Data provided:
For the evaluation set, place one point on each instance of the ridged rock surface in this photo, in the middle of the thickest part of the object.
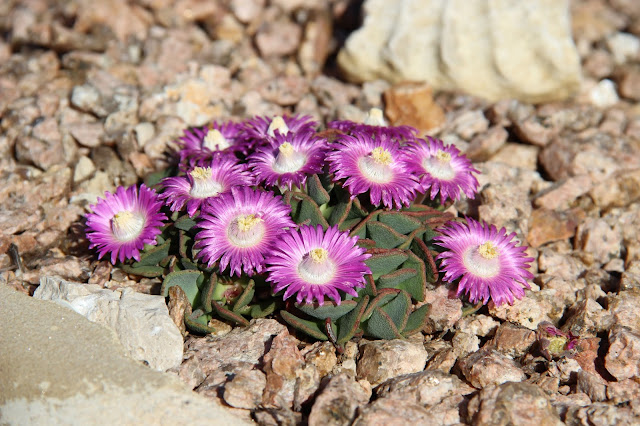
(495, 49)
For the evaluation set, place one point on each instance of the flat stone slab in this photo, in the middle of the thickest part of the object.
(56, 367)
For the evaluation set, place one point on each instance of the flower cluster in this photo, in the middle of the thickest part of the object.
(249, 187)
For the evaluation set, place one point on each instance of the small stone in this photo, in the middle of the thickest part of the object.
(586, 318)
(533, 132)
(623, 358)
(624, 47)
(563, 193)
(279, 38)
(444, 311)
(547, 225)
(245, 389)
(412, 104)
(488, 367)
(141, 321)
(383, 359)
(512, 340)
(284, 91)
(469, 124)
(603, 94)
(83, 170)
(478, 324)
(465, 343)
(87, 134)
(280, 365)
(512, 403)
(630, 84)
(338, 402)
(518, 155)
(595, 236)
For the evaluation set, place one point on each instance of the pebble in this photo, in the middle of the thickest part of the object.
(512, 403)
(487, 367)
(141, 321)
(381, 360)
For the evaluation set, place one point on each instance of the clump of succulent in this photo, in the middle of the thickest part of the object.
(338, 232)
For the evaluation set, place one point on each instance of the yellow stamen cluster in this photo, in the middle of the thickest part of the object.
(318, 255)
(488, 250)
(245, 223)
(381, 156)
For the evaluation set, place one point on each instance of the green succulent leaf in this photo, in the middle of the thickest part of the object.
(401, 223)
(245, 297)
(228, 315)
(384, 261)
(328, 310)
(185, 223)
(381, 326)
(417, 320)
(398, 309)
(349, 323)
(416, 284)
(143, 271)
(384, 235)
(311, 328)
(189, 281)
(263, 308)
(316, 191)
(153, 255)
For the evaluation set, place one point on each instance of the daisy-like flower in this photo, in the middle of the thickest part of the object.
(442, 169)
(260, 129)
(487, 261)
(312, 264)
(240, 227)
(374, 165)
(373, 125)
(204, 143)
(202, 183)
(122, 223)
(289, 160)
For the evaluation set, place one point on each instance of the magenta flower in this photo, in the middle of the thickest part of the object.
(373, 125)
(289, 160)
(487, 261)
(240, 228)
(260, 129)
(202, 183)
(122, 223)
(443, 169)
(374, 165)
(312, 264)
(205, 143)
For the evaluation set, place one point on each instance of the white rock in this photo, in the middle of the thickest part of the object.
(624, 47)
(603, 94)
(141, 321)
(84, 169)
(497, 49)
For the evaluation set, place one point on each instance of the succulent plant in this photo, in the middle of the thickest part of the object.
(356, 193)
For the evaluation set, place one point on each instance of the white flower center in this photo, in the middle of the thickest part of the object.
(127, 225)
(439, 166)
(316, 267)
(215, 141)
(203, 186)
(277, 124)
(288, 159)
(375, 118)
(246, 231)
(482, 261)
(376, 166)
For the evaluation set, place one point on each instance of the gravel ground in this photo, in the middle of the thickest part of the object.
(92, 92)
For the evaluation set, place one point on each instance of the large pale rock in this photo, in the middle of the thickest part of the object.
(141, 321)
(58, 368)
(494, 49)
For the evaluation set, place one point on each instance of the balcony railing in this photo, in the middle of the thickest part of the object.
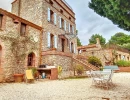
(67, 4)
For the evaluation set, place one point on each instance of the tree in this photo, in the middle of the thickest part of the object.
(118, 11)
(95, 61)
(92, 40)
(120, 39)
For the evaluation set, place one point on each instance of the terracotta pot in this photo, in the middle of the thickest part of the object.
(18, 77)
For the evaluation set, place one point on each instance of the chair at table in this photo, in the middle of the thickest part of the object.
(107, 80)
(29, 75)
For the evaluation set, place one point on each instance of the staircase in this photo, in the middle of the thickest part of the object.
(83, 61)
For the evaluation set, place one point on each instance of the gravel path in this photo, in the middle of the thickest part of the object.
(71, 89)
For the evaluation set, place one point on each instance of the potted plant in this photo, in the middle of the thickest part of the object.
(79, 69)
(59, 71)
(18, 75)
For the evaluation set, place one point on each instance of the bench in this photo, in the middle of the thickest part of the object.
(112, 67)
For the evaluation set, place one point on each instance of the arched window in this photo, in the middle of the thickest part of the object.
(31, 59)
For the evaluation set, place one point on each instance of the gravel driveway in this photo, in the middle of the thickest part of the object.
(70, 89)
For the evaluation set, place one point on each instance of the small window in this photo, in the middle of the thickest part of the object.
(23, 29)
(62, 23)
(31, 59)
(52, 40)
(51, 16)
(71, 30)
(61, 11)
(1, 19)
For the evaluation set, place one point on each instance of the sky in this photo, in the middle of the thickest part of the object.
(87, 21)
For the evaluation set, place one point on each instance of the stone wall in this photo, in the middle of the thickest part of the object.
(36, 12)
(15, 48)
(59, 60)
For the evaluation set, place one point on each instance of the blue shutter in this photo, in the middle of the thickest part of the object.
(60, 22)
(55, 38)
(48, 18)
(48, 40)
(65, 24)
(55, 21)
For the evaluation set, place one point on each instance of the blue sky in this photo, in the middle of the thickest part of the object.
(87, 21)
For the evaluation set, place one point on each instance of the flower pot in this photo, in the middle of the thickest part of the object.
(18, 78)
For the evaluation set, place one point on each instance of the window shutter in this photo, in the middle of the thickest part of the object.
(55, 21)
(48, 15)
(69, 27)
(70, 47)
(55, 38)
(65, 24)
(73, 29)
(48, 40)
(60, 22)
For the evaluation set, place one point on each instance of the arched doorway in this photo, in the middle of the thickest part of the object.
(31, 59)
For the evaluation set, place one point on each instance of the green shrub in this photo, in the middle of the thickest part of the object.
(79, 69)
(122, 63)
(95, 61)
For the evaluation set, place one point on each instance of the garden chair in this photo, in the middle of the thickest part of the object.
(29, 75)
(96, 80)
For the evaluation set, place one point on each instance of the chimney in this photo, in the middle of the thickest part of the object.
(98, 41)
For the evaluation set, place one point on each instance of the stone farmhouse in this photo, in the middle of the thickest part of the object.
(38, 32)
(106, 55)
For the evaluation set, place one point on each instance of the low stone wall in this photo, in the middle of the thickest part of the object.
(124, 69)
(59, 59)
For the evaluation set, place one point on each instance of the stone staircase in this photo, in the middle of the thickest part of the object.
(83, 61)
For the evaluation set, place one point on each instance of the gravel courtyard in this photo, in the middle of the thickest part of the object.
(70, 89)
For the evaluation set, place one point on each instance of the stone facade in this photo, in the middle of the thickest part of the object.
(58, 22)
(15, 47)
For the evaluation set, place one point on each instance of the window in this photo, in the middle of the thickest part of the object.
(63, 44)
(52, 41)
(61, 11)
(69, 18)
(31, 59)
(51, 16)
(71, 30)
(23, 29)
(0, 54)
(62, 23)
(1, 19)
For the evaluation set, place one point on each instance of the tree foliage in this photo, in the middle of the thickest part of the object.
(121, 39)
(95, 61)
(118, 11)
(92, 40)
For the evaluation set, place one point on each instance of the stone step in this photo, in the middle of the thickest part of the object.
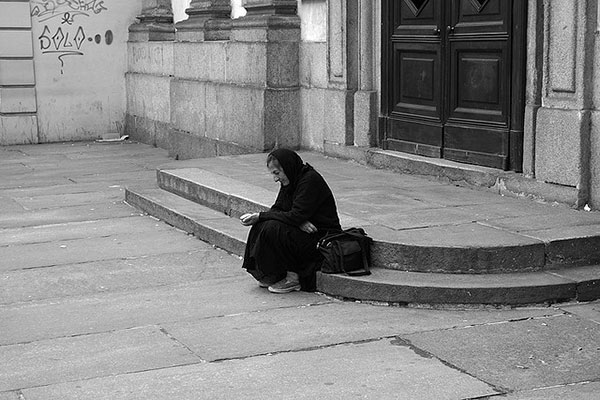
(384, 285)
(460, 248)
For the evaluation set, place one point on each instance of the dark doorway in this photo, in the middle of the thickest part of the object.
(453, 79)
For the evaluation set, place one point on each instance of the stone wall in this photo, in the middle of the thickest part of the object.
(274, 77)
(80, 52)
(18, 108)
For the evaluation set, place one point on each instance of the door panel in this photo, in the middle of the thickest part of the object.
(449, 85)
(417, 90)
(415, 76)
(474, 17)
(479, 83)
(417, 18)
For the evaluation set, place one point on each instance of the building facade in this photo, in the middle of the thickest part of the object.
(504, 84)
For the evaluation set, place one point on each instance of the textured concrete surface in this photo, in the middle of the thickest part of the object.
(163, 315)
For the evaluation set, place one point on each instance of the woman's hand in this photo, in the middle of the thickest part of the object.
(308, 227)
(249, 219)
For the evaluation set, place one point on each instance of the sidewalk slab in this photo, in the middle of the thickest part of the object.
(104, 312)
(378, 370)
(521, 355)
(118, 275)
(79, 358)
(42, 255)
(580, 391)
(294, 329)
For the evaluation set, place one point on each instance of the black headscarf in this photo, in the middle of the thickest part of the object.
(292, 166)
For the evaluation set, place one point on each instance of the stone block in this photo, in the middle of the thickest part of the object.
(188, 106)
(313, 117)
(365, 118)
(147, 131)
(150, 57)
(18, 129)
(282, 64)
(558, 146)
(16, 72)
(16, 44)
(266, 28)
(15, 15)
(183, 146)
(17, 100)
(205, 61)
(236, 114)
(313, 64)
(282, 118)
(149, 96)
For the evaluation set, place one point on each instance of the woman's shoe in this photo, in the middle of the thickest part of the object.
(285, 286)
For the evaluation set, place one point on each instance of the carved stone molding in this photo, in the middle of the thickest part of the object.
(208, 20)
(155, 22)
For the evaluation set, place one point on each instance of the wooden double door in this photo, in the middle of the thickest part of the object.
(453, 79)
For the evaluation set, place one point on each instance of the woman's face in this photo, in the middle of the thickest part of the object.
(278, 174)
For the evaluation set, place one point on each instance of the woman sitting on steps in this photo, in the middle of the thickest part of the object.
(281, 251)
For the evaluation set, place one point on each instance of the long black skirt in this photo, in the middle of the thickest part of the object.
(273, 248)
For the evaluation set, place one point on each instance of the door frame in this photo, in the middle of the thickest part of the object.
(517, 83)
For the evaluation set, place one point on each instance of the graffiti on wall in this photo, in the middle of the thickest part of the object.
(61, 36)
(47, 9)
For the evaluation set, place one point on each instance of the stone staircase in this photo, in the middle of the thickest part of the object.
(434, 243)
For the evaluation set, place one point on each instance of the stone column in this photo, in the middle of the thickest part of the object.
(562, 129)
(365, 99)
(270, 33)
(343, 63)
(155, 22)
(208, 20)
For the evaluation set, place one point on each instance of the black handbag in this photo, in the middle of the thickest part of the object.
(348, 251)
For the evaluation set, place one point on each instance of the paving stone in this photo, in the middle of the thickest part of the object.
(67, 214)
(81, 229)
(590, 311)
(521, 355)
(548, 222)
(117, 275)
(583, 391)
(293, 329)
(113, 311)
(9, 206)
(83, 357)
(71, 199)
(9, 396)
(380, 370)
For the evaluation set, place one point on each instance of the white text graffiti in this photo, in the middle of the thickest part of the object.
(68, 9)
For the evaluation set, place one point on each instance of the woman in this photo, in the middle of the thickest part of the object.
(281, 252)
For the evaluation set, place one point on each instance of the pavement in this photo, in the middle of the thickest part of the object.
(101, 301)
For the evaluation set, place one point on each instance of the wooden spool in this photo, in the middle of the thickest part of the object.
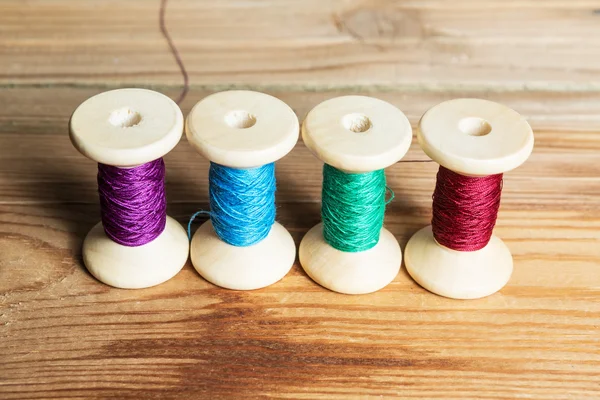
(242, 129)
(475, 138)
(126, 128)
(355, 134)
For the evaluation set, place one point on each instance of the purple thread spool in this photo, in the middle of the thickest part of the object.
(127, 131)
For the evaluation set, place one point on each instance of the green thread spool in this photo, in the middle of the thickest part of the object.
(353, 208)
(357, 137)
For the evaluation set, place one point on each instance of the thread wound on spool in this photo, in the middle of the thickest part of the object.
(242, 203)
(353, 208)
(465, 209)
(133, 202)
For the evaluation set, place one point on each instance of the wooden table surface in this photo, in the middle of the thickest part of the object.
(65, 335)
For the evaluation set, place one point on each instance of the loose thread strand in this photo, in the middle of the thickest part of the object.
(174, 51)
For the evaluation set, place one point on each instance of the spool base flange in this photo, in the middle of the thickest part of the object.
(350, 273)
(457, 274)
(136, 267)
(243, 268)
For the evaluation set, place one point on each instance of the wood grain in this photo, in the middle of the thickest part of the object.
(431, 45)
(65, 335)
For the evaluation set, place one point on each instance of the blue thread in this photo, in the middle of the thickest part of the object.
(242, 203)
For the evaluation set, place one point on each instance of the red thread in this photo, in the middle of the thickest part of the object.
(465, 209)
(174, 51)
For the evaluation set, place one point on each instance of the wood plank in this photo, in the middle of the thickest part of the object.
(433, 45)
(66, 335)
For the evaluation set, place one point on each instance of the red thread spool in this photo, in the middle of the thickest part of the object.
(465, 209)
(475, 142)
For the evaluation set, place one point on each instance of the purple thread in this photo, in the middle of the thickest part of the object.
(133, 202)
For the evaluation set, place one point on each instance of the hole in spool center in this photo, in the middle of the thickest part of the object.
(240, 119)
(125, 117)
(474, 126)
(356, 122)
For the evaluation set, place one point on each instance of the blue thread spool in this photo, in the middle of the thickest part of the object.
(242, 133)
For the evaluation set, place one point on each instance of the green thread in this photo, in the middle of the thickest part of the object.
(353, 208)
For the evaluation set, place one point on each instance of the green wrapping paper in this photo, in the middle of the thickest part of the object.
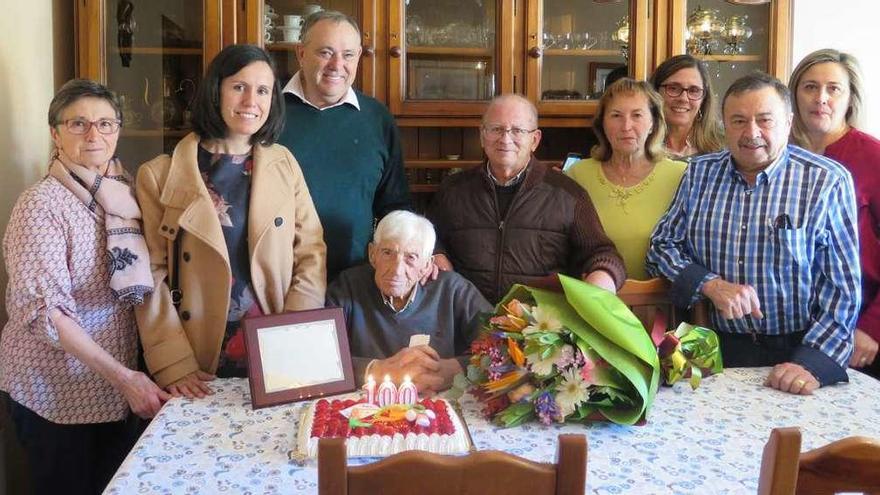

The exercise:
From the line with "the wood grain" down to the end of the entries, retype each line exactly as written, but drop the pictures.

Expected answer:
For the evaluation set, place one point on each instance of the wood grain in this photo, in the middle of the thickest part of the object.
(431, 45)
(65, 335)
For the evaluation set, place one point on each instance of the blue thread in this photo, in the middle of the thickest part of the object.
(242, 203)
For the evaluation set, place one point on each instance of the red thread in this photo, in the middle of the thickest part of the object.
(465, 209)
(174, 51)
For the evaluation set, place one point on each instance of the wood plank in this photo, in the middle of the thickest part of the object.
(433, 45)
(66, 335)
For the evaluation set, place one point on each instance of the red thread spool in this photo, in the middle of the thickest part of the object.
(465, 209)
(475, 142)
For the evaluation set, place one point on each instance of the purple thread in this photo, in the middle of the thickest part of the object.
(133, 202)
For the evaluation set, place one point on each instance of the hole in spool center in this photo, in the middle of the thickest part of the object.
(240, 119)
(125, 117)
(474, 126)
(356, 122)
For the evaluation set, place one point on each instance of the blue thread spool in this photo, in the middle of the thickest part of the object.
(242, 133)
For the evaluation set, place one point on each instance of the green thread in this photo, in the middle of the thickest part of the object.
(353, 208)
For the evaluation set, place one point on each instance of the green wrapping paper in this photo, in the middle of the thickest part of the object.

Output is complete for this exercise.